Stated problem - Write out every line of the material exactly as it appears.

◇ ◇ ◇

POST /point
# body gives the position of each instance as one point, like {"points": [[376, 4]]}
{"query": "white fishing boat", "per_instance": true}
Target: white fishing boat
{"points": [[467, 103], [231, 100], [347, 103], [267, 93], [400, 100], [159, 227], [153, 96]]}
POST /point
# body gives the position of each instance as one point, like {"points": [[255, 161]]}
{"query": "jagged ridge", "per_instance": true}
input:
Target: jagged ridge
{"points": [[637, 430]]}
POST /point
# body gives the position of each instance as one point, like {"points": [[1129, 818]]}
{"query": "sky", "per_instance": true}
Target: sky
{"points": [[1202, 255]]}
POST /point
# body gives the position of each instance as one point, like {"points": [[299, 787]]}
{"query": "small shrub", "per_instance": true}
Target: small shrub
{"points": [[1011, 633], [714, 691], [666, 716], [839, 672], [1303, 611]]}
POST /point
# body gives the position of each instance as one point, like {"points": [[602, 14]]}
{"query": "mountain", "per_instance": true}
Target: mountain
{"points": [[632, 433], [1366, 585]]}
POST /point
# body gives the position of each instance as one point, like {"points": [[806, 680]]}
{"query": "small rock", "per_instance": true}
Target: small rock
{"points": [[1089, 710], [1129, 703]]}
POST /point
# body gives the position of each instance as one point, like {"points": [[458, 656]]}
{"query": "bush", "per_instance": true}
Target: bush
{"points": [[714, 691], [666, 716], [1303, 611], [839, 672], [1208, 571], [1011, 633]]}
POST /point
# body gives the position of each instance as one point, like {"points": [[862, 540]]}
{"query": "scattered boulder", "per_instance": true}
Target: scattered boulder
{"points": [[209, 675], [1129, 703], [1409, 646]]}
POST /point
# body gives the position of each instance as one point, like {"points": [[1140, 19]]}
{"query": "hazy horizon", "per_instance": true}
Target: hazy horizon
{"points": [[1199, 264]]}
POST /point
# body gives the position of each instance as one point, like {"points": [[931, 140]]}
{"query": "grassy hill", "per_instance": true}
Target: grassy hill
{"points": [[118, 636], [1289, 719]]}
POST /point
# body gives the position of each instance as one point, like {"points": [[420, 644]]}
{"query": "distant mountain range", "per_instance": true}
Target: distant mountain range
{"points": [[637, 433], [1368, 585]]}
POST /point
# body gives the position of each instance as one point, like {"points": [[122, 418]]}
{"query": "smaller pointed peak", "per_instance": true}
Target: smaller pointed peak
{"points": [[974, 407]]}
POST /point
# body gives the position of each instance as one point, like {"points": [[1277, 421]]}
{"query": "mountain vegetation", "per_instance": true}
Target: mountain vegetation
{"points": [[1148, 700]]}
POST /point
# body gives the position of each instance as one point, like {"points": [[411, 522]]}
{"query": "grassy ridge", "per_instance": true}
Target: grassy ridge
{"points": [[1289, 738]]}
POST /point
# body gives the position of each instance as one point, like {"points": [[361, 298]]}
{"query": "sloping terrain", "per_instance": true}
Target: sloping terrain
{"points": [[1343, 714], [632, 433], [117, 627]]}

◇ ◇ ◇

Final result -
POST /point
# body gives the position of each instance as one point, like {"points": [[376, 4]]}
{"query": "white fishing boat", "per_instance": true}
Target: white fishing boat
{"points": [[467, 103], [231, 100], [347, 103], [267, 93], [400, 100], [159, 227], [153, 96]]}
POST /point
# body gives the position of each instance as one point, like {"points": [[255, 161]]}
{"query": "jagged ridge", "per_instance": true}
input:
Target: jagged ridge
{"points": [[637, 430]]}
POST /point
# body gives the position of each instance as one point, like {"points": [[1129, 818]]}
{"query": "sky", "per_instance": true}
Target: sky
{"points": [[1202, 255]]}
POST /point
# body gives the position of each instance as one point, like {"points": [[299, 787]]}
{"query": "small shrub", "per_instance": true}
Target: small shrub
{"points": [[1011, 633], [714, 691], [666, 716], [839, 672], [1303, 611]]}
POST /point
# body gives the position of each instance as one point, like {"points": [[602, 14]]}
{"query": "mountain", "per_instance": true}
Target: mountain
{"points": [[632, 433], [1366, 585]]}
POST /point
# body gives the position of each instance as one point, like {"points": [[806, 680]]}
{"query": "small rock", "per_instance": true}
Target: small rock
{"points": [[1089, 710], [1129, 703]]}
POST /point
# body gives the position of each instance as one point, like {"points": [[458, 656]]}
{"query": "bush", "per_instance": true}
Target: bush
{"points": [[714, 691], [666, 716], [1303, 611], [839, 672], [1208, 571], [1011, 633]]}
POST /point
# body gives the position of each instance as one point, like {"points": [[862, 540]]}
{"query": "scattered boulder", "per_instance": true}
Target: scattered boulder
{"points": [[209, 675], [1129, 703], [1409, 646]]}
POST /point
# body gives the position of each instance as one point, like {"points": [[1140, 19]]}
{"query": "hazy horizon", "per_instance": true}
Target: hazy horizon
{"points": [[1199, 264]]}
POST /point
# body gives the position of each instance as one point, like {"points": [[931, 140]]}
{"query": "grassy hill", "per_instance": true}
Target: grassy hill
{"points": [[118, 636], [1289, 719]]}
POST /point
# body gives the position of each instance as one point, like {"points": [[420, 644]]}
{"query": "distant mountain range", "per_instance": true}
Target: distant mountain range
{"points": [[637, 433], [1368, 585]]}
POST /point
# body gives the position of each instance as one point, like {"points": [[122, 418]]}
{"query": "smaller pointed peak", "per_instance": true}
Target: smaller pointed peak
{"points": [[974, 407]]}
POST /point
# body gives the position of each instance as one point, like {"points": [[1277, 421]]}
{"query": "mountain vegetation", "per_instance": true}
Target: mountain vegetation
{"points": [[1148, 700]]}
POST /point
# body gives the position of each instance as one point, like {"points": [[411, 522]]}
{"query": "grassy ridge", "per_instance": true}
Target: grassy ridge
{"points": [[1289, 738]]}
POST /point
# body gives the position of each instance as one point, like {"points": [[361, 298]]}
{"query": "sloping terrain", "per_instance": true}
Target: sloping terrain
{"points": [[1343, 714], [632, 433], [117, 627]]}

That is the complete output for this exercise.